Task input
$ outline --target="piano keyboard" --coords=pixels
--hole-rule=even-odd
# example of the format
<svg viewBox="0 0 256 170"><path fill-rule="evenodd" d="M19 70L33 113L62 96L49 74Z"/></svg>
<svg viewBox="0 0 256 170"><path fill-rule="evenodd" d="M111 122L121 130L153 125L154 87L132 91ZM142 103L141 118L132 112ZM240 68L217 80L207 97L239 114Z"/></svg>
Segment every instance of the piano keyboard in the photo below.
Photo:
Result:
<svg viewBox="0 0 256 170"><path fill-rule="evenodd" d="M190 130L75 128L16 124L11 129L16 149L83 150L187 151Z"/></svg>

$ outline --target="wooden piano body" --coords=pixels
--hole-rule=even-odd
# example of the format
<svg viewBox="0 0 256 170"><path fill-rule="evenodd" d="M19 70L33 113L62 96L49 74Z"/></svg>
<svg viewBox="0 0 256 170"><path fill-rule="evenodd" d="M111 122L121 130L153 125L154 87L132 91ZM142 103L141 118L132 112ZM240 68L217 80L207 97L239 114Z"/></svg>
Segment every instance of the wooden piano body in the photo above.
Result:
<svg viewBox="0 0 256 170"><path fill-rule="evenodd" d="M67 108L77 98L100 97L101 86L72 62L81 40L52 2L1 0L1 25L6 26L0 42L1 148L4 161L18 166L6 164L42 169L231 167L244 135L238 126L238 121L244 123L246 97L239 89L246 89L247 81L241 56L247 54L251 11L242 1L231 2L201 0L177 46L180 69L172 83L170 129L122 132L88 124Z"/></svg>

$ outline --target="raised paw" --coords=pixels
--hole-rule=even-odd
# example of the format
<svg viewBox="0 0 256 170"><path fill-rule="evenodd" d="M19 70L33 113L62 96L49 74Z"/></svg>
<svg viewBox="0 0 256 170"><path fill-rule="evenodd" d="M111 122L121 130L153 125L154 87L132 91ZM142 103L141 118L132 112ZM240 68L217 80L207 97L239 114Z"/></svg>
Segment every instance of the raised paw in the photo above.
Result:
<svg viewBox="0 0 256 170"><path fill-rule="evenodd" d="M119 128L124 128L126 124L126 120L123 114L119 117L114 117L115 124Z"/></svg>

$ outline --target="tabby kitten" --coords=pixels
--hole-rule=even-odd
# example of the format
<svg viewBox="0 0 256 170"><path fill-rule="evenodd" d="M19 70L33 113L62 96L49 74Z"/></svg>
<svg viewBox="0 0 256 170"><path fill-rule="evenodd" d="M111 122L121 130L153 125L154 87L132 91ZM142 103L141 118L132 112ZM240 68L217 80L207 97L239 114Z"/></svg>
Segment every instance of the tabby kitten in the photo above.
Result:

Written problem
Rewrite every line of the rows above as a numbered list, omitting the blank lines.

Reply
1. $ outline --target="piano keyboard" --coords=pixels
2. --hole-rule=even-odd
3. # example of the format
4. <svg viewBox="0 0 256 170"><path fill-rule="evenodd" d="M19 70L33 113L62 96L49 74Z"/></svg>
5. <svg viewBox="0 0 256 170"><path fill-rule="evenodd" d="M111 122L121 130L153 125L154 87L132 91ZM142 103L141 118L132 112ZM240 68L217 80L207 97L239 114Z"/></svg>
6. Segment every instance of the piano keyboard in the photo below.
7. Photo:
8. Result:
9. <svg viewBox="0 0 256 170"><path fill-rule="evenodd" d="M190 130L75 128L16 124L11 129L16 149L83 150L187 151Z"/></svg>
10. $ outline --target="wooden piano body" --coords=pixels
11. --hole-rule=even-odd
12. # example of the format
13. <svg viewBox="0 0 256 170"><path fill-rule="evenodd" d="M19 70L33 113L62 96L49 74Z"/></svg>
14. <svg viewBox="0 0 256 170"><path fill-rule="evenodd" d="M111 122L121 130L153 125L154 87L132 91ZM142 103L141 118L132 112ZM240 68L217 80L207 97L239 114Z"/></svg>
15. Segment every instance of the wooden piano body in the photo above.
16. Result:
17. <svg viewBox="0 0 256 170"><path fill-rule="evenodd" d="M67 108L77 98L100 97L101 86L72 62L81 40L52 2L1 0L1 25L6 26L0 42L1 148L4 161L18 166L6 164L42 169L231 167L244 135L238 126L238 121L244 123L246 97L239 89L246 89L247 81L241 56L247 54L251 11L242 1L231 2L201 0L177 46L180 69L172 83L170 129L122 132L88 124Z"/></svg>
18. $ outline --target="raised paw" --coords=pixels
19. --hole-rule=even-odd
20. # example of the format
21. <svg viewBox="0 0 256 170"><path fill-rule="evenodd" d="M19 70L33 113L62 96L49 74Z"/></svg>
22. <svg viewBox="0 0 256 170"><path fill-rule="evenodd" d="M111 122L121 130L153 125L154 87L132 91ZM142 103L141 118L132 112ZM240 68L217 80L207 97L239 114Z"/></svg>
23. Segment every instance of the raised paw in the photo above.
24. Result:
25. <svg viewBox="0 0 256 170"><path fill-rule="evenodd" d="M119 128L124 128L126 124L126 120L123 114L119 117L114 117L115 124Z"/></svg>
26. $ outline --target="tabby kitten" --coords=pixels
27. --hole-rule=even-odd
28. # example of the format
29. <svg viewBox="0 0 256 170"><path fill-rule="evenodd" d="M19 70L33 113L62 96L49 74Z"/></svg>
30. <svg viewBox="0 0 256 170"><path fill-rule="evenodd" d="M111 122L121 130L153 125L154 87L132 91ZM142 103L141 118L132 112ZM240 68L217 80L207 97L239 114Z"/></svg>
31. Segment every instance of the tabby kitten in the photo above.
32. Result:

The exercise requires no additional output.